What you are asked to do
The line containing "of the customer", and every line after it to the end of the listing, should be repeated exactly; the pictures should not.

■ ■ ■ ■

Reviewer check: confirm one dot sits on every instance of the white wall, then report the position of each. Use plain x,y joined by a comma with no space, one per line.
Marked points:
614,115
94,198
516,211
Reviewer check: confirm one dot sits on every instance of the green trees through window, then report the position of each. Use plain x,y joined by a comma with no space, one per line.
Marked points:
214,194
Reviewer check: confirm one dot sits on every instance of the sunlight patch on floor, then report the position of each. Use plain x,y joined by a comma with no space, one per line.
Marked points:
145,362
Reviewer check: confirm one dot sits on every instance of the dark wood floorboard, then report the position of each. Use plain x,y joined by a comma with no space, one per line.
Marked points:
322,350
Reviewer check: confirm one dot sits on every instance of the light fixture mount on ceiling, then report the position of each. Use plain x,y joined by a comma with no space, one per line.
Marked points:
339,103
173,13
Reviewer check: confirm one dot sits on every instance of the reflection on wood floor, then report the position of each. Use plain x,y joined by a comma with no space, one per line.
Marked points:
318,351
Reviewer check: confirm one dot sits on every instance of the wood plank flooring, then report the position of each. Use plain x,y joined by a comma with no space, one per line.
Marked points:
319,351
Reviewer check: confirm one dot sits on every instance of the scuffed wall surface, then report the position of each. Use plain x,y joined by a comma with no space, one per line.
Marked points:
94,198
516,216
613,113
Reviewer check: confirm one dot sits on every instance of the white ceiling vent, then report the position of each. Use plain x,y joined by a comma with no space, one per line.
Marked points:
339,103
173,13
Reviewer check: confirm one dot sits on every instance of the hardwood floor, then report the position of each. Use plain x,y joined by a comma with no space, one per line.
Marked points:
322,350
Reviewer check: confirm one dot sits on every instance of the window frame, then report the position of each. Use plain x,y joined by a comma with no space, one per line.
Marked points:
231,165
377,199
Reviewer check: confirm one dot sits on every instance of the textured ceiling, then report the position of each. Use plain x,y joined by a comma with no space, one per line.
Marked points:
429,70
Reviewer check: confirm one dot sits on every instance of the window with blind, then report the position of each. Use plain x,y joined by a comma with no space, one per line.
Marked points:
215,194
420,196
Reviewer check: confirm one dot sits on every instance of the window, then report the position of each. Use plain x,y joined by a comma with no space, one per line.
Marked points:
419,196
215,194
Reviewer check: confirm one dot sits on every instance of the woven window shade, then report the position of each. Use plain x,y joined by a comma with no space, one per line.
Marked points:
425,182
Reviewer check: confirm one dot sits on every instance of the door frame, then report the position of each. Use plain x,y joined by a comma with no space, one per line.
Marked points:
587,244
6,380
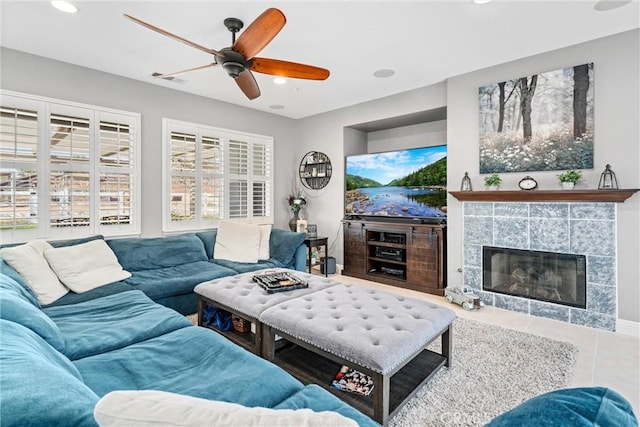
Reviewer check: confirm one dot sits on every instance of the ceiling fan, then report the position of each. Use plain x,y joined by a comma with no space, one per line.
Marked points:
239,59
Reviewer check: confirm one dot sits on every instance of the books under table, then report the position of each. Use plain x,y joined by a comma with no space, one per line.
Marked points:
272,281
353,381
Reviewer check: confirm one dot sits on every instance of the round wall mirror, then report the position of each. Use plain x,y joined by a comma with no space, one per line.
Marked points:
315,170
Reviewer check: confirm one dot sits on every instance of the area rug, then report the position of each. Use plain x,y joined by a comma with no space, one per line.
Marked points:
493,370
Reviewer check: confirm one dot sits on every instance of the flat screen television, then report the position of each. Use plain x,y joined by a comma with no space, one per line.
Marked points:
408,183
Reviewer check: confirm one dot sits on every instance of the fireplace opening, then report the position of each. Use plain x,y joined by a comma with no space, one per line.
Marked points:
544,276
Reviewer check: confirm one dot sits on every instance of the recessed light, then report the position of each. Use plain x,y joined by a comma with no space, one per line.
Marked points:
603,5
64,6
384,73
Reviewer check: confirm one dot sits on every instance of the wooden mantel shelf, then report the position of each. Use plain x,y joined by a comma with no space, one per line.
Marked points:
618,195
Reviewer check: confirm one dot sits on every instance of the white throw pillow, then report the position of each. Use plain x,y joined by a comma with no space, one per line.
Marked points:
161,408
86,266
237,242
265,234
29,261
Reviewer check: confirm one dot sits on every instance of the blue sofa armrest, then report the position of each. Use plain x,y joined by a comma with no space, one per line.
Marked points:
300,258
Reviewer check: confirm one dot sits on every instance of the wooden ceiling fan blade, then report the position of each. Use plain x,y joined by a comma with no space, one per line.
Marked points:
248,85
175,37
277,67
259,33
177,73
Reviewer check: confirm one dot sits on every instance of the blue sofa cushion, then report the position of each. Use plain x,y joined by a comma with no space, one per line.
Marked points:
7,270
9,282
244,267
317,399
181,279
118,320
576,407
193,361
283,245
138,254
15,307
101,291
40,387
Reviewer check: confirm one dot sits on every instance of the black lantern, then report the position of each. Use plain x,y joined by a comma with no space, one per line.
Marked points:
466,183
608,179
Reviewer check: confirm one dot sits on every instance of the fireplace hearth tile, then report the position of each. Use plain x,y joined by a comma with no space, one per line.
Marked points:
605,211
473,277
514,210
549,210
478,209
601,270
512,303
473,255
586,237
593,320
550,235
478,230
550,311
601,299
511,232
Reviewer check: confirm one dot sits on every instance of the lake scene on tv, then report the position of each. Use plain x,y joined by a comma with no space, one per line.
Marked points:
404,183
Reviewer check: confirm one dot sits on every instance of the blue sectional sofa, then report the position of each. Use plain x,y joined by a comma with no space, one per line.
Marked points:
56,363
167,269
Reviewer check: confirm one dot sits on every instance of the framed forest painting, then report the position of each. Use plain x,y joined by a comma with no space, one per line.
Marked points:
538,123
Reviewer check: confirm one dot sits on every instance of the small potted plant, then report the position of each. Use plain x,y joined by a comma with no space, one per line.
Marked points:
492,182
569,179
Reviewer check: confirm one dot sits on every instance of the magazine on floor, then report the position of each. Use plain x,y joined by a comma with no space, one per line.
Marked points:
353,381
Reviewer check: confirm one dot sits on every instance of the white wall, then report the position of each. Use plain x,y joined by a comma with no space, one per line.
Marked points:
36,75
414,136
616,141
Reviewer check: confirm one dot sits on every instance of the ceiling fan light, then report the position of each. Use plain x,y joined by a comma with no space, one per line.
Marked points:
64,6
233,68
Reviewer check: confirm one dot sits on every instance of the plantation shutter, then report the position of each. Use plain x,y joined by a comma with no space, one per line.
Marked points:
238,179
18,175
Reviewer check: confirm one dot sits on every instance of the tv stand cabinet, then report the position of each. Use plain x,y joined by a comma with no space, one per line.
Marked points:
404,254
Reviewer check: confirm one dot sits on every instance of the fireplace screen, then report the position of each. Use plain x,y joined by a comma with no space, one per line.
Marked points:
544,276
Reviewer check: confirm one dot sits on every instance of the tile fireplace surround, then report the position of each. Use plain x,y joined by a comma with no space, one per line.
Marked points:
575,228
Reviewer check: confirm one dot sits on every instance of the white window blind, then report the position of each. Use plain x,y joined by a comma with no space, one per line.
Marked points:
214,174
18,172
68,170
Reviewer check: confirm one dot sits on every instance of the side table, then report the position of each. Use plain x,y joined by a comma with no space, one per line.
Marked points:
316,242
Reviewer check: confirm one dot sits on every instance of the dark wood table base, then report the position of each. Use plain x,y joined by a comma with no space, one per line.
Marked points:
391,392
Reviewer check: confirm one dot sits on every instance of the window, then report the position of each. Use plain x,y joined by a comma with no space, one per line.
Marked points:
66,169
213,174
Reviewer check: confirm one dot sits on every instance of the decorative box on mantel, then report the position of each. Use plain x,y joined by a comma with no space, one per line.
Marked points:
611,195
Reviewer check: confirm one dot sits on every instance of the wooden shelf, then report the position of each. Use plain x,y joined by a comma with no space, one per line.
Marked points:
618,195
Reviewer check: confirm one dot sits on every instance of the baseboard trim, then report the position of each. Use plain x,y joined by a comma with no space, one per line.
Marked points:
628,327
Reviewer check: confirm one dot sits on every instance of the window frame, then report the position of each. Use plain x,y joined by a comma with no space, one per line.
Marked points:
45,108
169,126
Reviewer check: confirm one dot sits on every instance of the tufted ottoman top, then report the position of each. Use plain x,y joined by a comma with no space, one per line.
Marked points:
374,329
245,296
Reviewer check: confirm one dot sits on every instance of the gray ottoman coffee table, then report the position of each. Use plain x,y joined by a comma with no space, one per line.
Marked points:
331,324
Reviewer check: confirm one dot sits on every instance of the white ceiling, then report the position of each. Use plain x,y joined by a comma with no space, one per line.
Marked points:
425,42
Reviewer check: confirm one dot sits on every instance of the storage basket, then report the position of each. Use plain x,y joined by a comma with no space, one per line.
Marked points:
240,324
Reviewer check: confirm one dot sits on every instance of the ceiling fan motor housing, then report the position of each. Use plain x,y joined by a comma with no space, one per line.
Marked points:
233,62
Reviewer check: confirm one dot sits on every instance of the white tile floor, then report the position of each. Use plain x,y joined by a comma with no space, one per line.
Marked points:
606,359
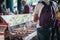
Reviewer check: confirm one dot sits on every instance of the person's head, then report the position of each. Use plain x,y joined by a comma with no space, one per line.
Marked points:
1,2
23,3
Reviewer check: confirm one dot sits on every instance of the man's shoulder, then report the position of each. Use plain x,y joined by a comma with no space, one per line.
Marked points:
39,5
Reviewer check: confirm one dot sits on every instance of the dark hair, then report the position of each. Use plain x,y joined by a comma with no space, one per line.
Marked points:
1,1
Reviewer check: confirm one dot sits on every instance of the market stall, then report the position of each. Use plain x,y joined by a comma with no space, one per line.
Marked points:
3,27
20,26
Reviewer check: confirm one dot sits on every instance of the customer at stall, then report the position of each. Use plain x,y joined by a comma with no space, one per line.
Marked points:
26,8
1,6
3,10
44,17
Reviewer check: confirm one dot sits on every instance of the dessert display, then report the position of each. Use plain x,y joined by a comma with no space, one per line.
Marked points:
19,26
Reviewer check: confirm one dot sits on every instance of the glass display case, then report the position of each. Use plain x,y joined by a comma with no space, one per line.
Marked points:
20,26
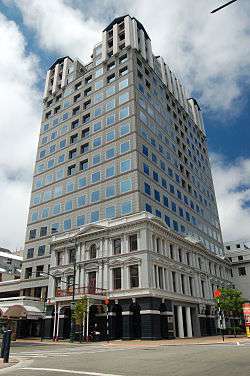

■ ■ ■ ■

Solution to this exercise
Reviewer check: confirm one dot sits on every instance of the customer at stall, then report the position of each. Use plain x,y joined by a comma with no space, one per line.
Marked points:
26,8
1,6
3,10
44,17
Reviewer check: confirm one dot sits on every instance of the dessert display, then report the position of each. Use plain x,y joined by a comma with no space, one per line.
Marked points:
19,26
Reviewer check: confirm one dot sits on every instance of the glass display case, then report the position of each. Use plain x,y joined by a comma with no space, one per line.
Marked points:
20,26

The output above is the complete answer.